Фрагмент текста:
= = = = = = =
Людмила Гурченко рассказала такую историю. Она когда-то жила в одном доме с известным певцом Марком Бернесом. Жили они даже в одном подъезде. При этом они друг с другом не общались. «Уровень популярности разный» – пожаловалась Гурченко. Через некоторое время на стенке подъезда появилась надпись: «Бернес + Гурченко = любовь». И вот когда однажды Гурченко входила в подъезд, за Бернесом уже закрылись двери лифта. Но лифт возвращается открывается дверь, оттуда высовывается Бернес и своим знаменитым вкрадчивым голосом говорит: «А я бы плюс не поставил». Нажал на кнопку закрыл дверь и уехал.
= = = = = = =
Ответьте по фрагменту текста выше:
1. С каким певцом Гурченко жила в одном доме?
2. Какая надпись появилась на стенке подъезда?
3. Что сказал Бернес, высунувшись из лифта?
= = = = = = =
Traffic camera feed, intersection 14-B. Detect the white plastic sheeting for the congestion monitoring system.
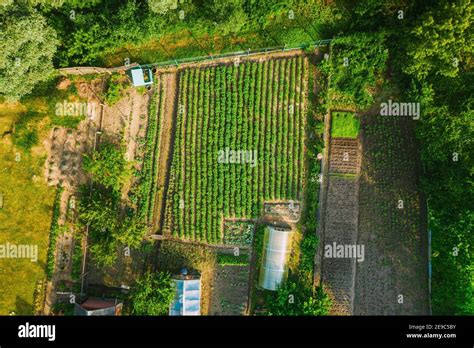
[169,279,201,315]
[258,226,293,291]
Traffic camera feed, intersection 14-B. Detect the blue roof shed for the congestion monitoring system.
[128,66,153,87]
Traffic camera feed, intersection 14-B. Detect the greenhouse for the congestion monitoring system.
[169,275,201,316]
[258,226,293,291]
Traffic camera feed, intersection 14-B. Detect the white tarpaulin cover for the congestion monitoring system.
[258,226,293,290]
[170,279,201,315]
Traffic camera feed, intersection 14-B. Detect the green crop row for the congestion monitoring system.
[165,56,308,244]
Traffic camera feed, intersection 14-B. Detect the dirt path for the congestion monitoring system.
[153,72,177,231]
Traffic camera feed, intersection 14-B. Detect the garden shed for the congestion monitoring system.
[258,226,293,291]
[74,297,122,316]
[169,273,201,316]
[127,66,153,87]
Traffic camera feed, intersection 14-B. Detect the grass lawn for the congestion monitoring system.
[331,111,360,138]
[0,104,54,315]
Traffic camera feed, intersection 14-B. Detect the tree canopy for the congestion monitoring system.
[0,7,58,101]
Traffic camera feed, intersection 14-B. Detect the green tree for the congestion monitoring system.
[0,7,58,101]
[130,272,175,315]
[403,0,474,80]
[148,0,178,14]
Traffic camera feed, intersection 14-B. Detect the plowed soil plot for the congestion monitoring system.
[210,266,249,315]
[354,116,428,315]
[164,56,308,244]
[329,138,360,174]
[321,177,358,315]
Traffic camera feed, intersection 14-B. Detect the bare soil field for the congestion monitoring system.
[321,177,359,315]
[329,138,360,174]
[209,265,250,315]
[354,115,429,315]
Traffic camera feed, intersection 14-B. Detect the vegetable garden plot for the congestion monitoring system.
[164,56,308,243]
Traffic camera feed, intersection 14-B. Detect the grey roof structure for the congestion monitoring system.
[258,226,293,291]
[128,66,153,87]
[74,297,122,316]
[169,276,201,316]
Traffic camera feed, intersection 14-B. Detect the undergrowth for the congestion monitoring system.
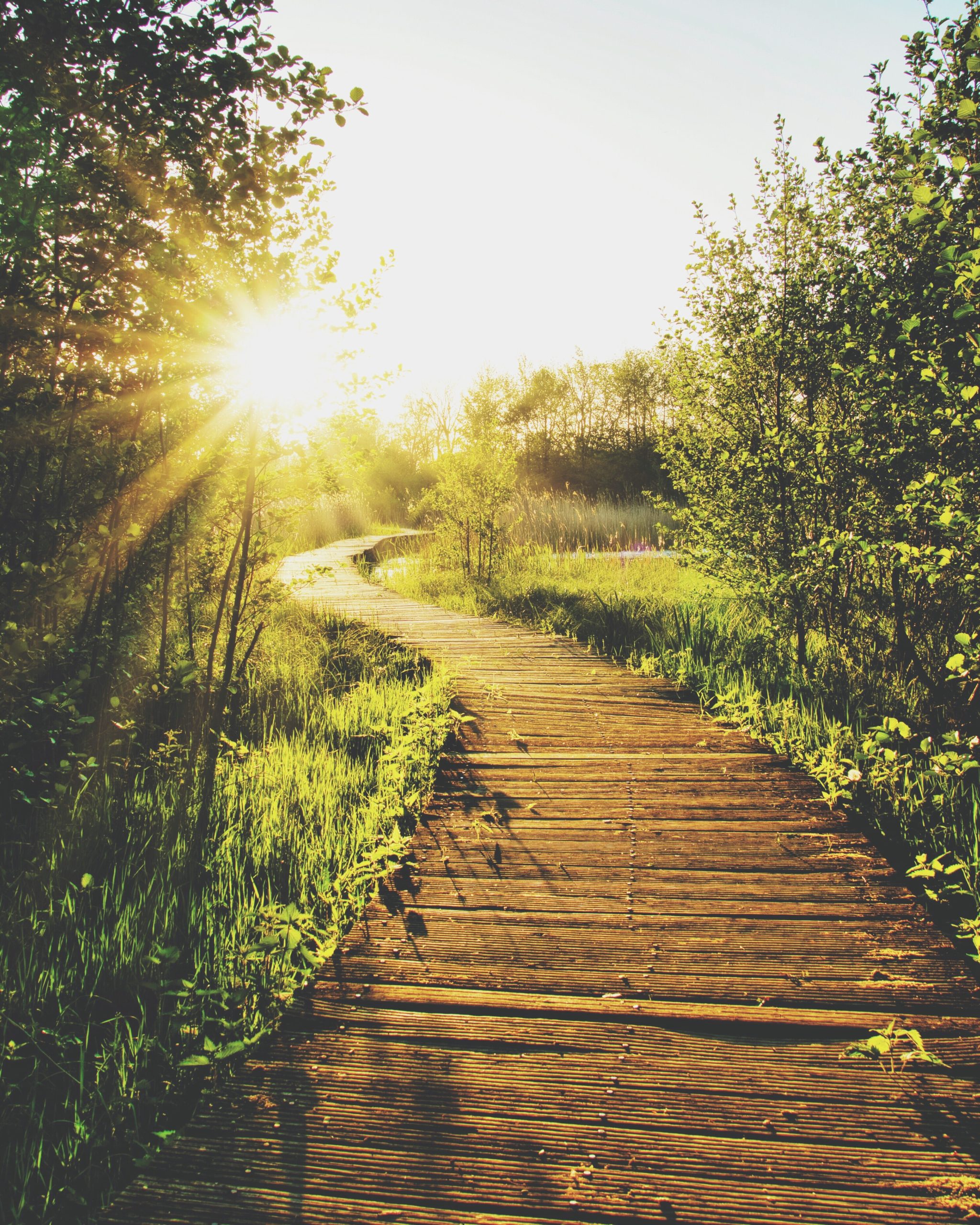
[381,550,980,921]
[0,600,451,1225]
= = = = = = =
Решение задания:
1. Гурченко жила в одном доме с Марком Бернесом.
2. На стенке подъезда появилась надпись «Бернес + Гурченко = любовь».
3. Бернес сказал: «А я бы плюс не поставил».